Exercise requirements:
**a.** Answer these questions about the torchtitan review thread:
(i) What default value is set for "--float8.recipe_name"?
(ii) What word with a colon does the suggested change put at the start of the comment line?
(iii) Which two recipe names does the help text give as choices?
**b.** In the torchtitan review thread, rewrite everything from "Related - imo, this" down to "more direct terms.", changing "intuitive" to "clear".
**c.** Write what comes next in the torchtitan review thread, picking up after its last line.

Reading text:
begin

Could you add more description on the recipes in the PR summary? E.g. what are all_axiswise and lw_axiswise_with_gw_hp, are they both rowwise scaled but different flavor?

could you also update the comments here
https://github.com/pytorch/torchtitan/blob/main/torchtitan/parallelisms/parallelize_llama.py#L145-L147

tianyu-l · 2025-02-07T23:59:51Z

torchtitan/config_manager.py

+            "--float8.recipe_name",
+            type=str,
+            default=None,
+            help="If specified, creates float8 config from recipe name, choices are `all_axiswise` and `lw_axiswise_with_gw_hp`",


could you please:

add a choices arg, similar to https://github.com/pytorch/torchtitan/blob/main/torchtitan/config_manager.py#L292

add more info on the recipes, including references, e.g. if users are interested, where they can learn more

Related - imo, this naming should be made more intuitive for users. I understand you want exact breakout within your code but users won't necessarily grasp it vs calling it in more direct terms.

tianyu-l · 2025-02-08T00:00:06Z

torchtitan/float8.py

@@ -42,29 +42,43 @@ def __init__(self, job_config: JobConfig, parallel_dims: ParallelDims):
            return
        try:
            from torchao.float8 import Float8LinearConfig
+
+            # we should update this code after torchao exposes this publically


Suggested change

# we should update this code after torchao exposes this publically

# TODO: we should update this code after torchao exposes this publically

vkuzo · 2025-02-08T00:21:13Z

Could you add more description on the recipes in the PR summary? E.g. what are all_axiswise and lw_axiswise_with_gw_hp, are they both rowwise scaled but different flavor?

could you also update the comments here https://github.com/pytorch/torchtitan/blob/main/torchtitan/parallelisms/parallelize_llama.py#L145-L147

to be honest, we don't have good writeups for this, and we hope to land something here to unblock us from running experiments to create this information. Is there a good way to land experimental features here (without such writeups), or is the recommendation to use unlanded code and only land ready-for-wide-usage features?

tianyu-l · 2025-02-09T23:11:22Z

Is there a good way to land experimental features here (without such writeups), or is the recommendation to use unlanded code and only land ready-for-wide-usage features?

end

Extracted data:

begin

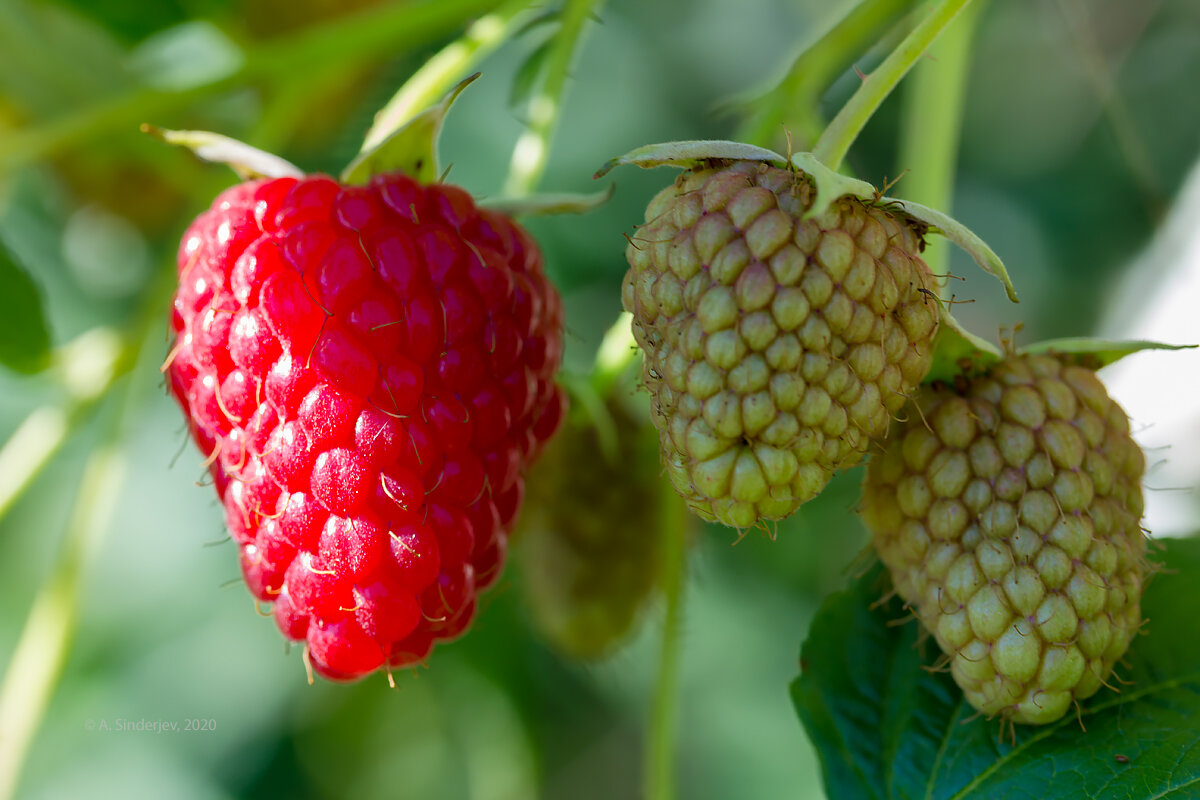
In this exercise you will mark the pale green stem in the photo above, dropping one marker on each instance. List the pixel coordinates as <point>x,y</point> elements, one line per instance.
<point>437,76</point>
<point>88,367</point>
<point>1116,110</point>
<point>532,150</point>
<point>358,38</point>
<point>661,737</point>
<point>931,125</point>
<point>45,642</point>
<point>795,102</point>
<point>835,142</point>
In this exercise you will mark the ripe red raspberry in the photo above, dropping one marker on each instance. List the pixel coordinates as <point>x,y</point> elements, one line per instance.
<point>371,371</point>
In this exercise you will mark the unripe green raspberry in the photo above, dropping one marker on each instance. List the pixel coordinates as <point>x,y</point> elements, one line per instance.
<point>775,348</point>
<point>1007,510</point>
<point>589,536</point>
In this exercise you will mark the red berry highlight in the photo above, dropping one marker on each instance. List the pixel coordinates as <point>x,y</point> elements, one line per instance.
<point>372,370</point>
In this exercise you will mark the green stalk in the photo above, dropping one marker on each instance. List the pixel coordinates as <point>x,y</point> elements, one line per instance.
<point>793,103</point>
<point>660,744</point>
<point>835,142</point>
<point>358,38</point>
<point>447,68</point>
<point>532,150</point>
<point>97,359</point>
<point>931,126</point>
<point>45,642</point>
<point>1116,110</point>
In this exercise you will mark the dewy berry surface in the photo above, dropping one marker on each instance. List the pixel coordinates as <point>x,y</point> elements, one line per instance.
<point>371,371</point>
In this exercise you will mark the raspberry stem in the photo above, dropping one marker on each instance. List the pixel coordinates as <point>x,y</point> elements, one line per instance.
<point>660,744</point>
<point>42,649</point>
<point>532,150</point>
<point>43,432</point>
<point>298,58</point>
<point>931,125</point>
<point>845,127</point>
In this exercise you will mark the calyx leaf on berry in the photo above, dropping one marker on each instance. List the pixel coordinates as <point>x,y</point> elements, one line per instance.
<point>959,352</point>
<point>409,146</point>
<point>829,186</point>
<point>1098,353</point>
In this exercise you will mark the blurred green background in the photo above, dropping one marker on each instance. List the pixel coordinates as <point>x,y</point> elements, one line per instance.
<point>1080,126</point>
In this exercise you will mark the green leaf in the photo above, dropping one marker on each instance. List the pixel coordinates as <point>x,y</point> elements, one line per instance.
<point>409,149</point>
<point>1098,353</point>
<point>525,82</point>
<point>249,162</point>
<point>958,350</point>
<point>539,205</point>
<point>24,340</point>
<point>885,726</point>
<point>960,235</point>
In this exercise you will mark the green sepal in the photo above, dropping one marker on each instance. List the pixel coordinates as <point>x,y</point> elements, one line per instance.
<point>829,186</point>
<point>411,148</point>
<point>249,162</point>
<point>959,234</point>
<point>958,352</point>
<point>539,205</point>
<point>1097,353</point>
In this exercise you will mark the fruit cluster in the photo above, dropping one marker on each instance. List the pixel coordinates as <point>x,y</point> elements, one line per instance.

end

Answers to each task:
**a.**
(i) None
(ii) TODO:
(iii) all_axiswise and lw_axiswise_with_gw_hp

**b.**
Related - imo, this naming should be made more clear for users. I understand you want exact breakout within your code but users won't necessarily grasp it vs calling it in more direct terms.

**c.**
In general, the feature should be ready or almost ready (put under the experimental section of configs) to land. For ease of exploration and experimentation, we are creating multiple (level of) extension points:

Introducing a generic ModelHandler interface. #823 as you requested in should we have an extension point for model transforms out of tree? #790. It allows you to explore quantization in general without cloning torchtitan. E.g. you could have dependency on torchtitan in another repo.
Add Dynamic Model Import and ModelSpec Definition #814 allows heavier change, e.g. completely switching the model and training techniques

I'd like to understand better what you need beyond 1 for this change. Is it because:

"This is a general way to enable recipe-based Float8 techniques, although the specific recipes are still under experiments. Sooner or later the recipes will be ready, with better naming." This is convincing, IMO. If that's the case, I think the PR itself is not experimental and can be landed -- it's just we need to be clear in the helper message that users in the world are not supposed to understand/use the config/recipes.
"Landing this change would enable more stable experiments with latest torchtitan" (otherwise, why not in a fork?)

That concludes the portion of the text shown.